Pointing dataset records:

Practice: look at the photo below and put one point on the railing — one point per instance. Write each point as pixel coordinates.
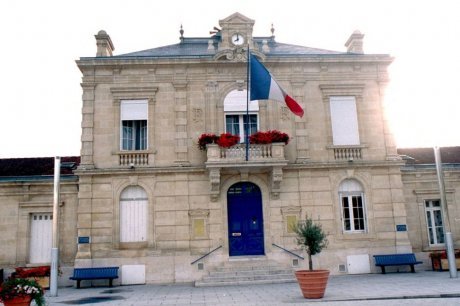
(133, 158)
(292, 253)
(237, 152)
(347, 153)
(207, 254)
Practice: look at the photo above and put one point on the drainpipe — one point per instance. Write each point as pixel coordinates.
(55, 246)
(445, 215)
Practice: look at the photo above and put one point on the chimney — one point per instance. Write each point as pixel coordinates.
(354, 44)
(104, 44)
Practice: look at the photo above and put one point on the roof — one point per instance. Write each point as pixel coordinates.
(39, 166)
(449, 155)
(198, 47)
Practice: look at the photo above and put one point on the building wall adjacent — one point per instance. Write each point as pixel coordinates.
(19, 200)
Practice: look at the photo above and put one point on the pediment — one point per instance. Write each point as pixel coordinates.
(236, 18)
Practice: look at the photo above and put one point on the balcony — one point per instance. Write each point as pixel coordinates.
(261, 157)
(133, 158)
(347, 153)
(265, 153)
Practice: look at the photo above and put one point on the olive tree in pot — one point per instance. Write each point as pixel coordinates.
(312, 238)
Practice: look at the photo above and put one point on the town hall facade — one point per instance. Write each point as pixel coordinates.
(144, 196)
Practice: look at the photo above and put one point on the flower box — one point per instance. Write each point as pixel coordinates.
(40, 274)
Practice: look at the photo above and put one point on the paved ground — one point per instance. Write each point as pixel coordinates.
(421, 288)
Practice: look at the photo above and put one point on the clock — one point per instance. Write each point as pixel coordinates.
(237, 39)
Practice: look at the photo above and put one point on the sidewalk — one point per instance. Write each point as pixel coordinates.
(369, 287)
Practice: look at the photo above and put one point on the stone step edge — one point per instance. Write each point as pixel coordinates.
(245, 282)
(248, 277)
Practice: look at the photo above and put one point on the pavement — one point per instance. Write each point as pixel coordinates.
(420, 288)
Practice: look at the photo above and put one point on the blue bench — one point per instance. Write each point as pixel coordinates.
(396, 260)
(80, 274)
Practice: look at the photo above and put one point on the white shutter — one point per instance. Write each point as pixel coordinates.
(41, 227)
(235, 101)
(344, 121)
(133, 215)
(134, 110)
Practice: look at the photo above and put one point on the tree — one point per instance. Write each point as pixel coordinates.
(311, 237)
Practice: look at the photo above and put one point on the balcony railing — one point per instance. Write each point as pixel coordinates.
(133, 158)
(256, 152)
(347, 153)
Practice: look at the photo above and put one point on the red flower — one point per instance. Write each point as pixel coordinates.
(226, 140)
(268, 137)
(206, 139)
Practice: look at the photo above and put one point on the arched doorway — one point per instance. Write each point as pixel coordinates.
(245, 220)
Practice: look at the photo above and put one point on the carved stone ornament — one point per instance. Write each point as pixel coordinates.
(238, 54)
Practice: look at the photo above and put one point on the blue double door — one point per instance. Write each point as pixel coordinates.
(245, 220)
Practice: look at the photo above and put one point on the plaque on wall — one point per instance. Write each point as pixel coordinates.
(83, 239)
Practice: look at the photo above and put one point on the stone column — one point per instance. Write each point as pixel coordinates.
(87, 125)
(210, 113)
(301, 132)
(180, 121)
(402, 242)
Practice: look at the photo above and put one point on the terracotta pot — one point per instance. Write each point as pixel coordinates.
(312, 283)
(18, 301)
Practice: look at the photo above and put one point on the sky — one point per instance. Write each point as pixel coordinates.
(40, 101)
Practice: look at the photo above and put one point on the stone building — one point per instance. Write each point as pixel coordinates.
(144, 196)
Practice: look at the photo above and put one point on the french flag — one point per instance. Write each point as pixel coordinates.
(264, 87)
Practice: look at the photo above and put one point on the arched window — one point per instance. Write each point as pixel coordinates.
(235, 114)
(133, 214)
(351, 196)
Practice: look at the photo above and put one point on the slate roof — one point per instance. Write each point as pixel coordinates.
(449, 155)
(39, 166)
(198, 47)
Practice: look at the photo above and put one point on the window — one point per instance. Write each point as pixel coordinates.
(236, 116)
(344, 120)
(434, 222)
(134, 114)
(133, 215)
(352, 205)
(41, 230)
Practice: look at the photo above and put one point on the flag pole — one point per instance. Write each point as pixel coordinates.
(247, 108)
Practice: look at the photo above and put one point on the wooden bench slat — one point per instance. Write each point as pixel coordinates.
(109, 273)
(396, 260)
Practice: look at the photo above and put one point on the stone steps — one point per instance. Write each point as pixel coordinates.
(241, 272)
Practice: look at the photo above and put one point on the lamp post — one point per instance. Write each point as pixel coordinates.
(445, 214)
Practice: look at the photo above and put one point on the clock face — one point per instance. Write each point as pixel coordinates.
(237, 39)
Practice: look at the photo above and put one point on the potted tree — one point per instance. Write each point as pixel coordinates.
(312, 238)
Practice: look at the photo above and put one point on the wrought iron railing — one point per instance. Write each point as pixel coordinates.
(133, 158)
(347, 153)
(260, 152)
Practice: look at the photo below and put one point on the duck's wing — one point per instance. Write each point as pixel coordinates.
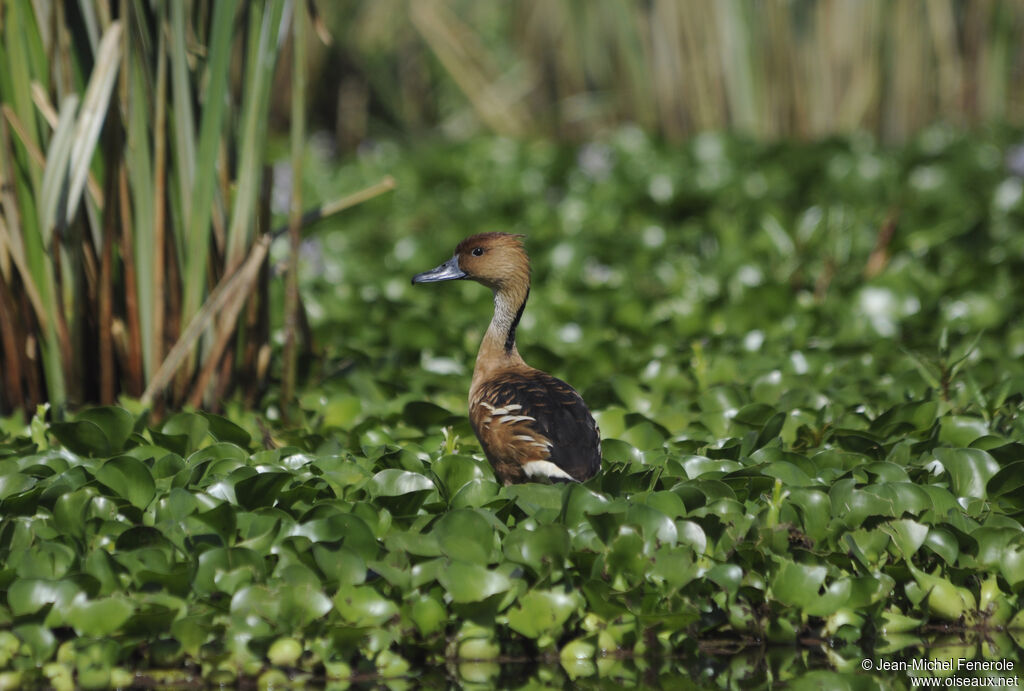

### WHAT THE TASK ASKS
Copy the records from the line containing "on the potted" through the end of the records, swapping "wrought iron" for "cast iron" and keeping everything else the same. Omit the pictures.

### ANSWER TO THIS TASK
Practice: look at the photo above and put one point on the potted tree — one point per instance. Write each point as pixel coordinates.
(312, 238)
Practice: look at the photo above and put one point on the cast iron railing — one point per instance. Write each point as pixel coordinates.
(133, 158)
(347, 153)
(260, 152)
Practice: look at the photo below and put one point on the duck's wing — one point per instance. Write each point as pixel coordinates.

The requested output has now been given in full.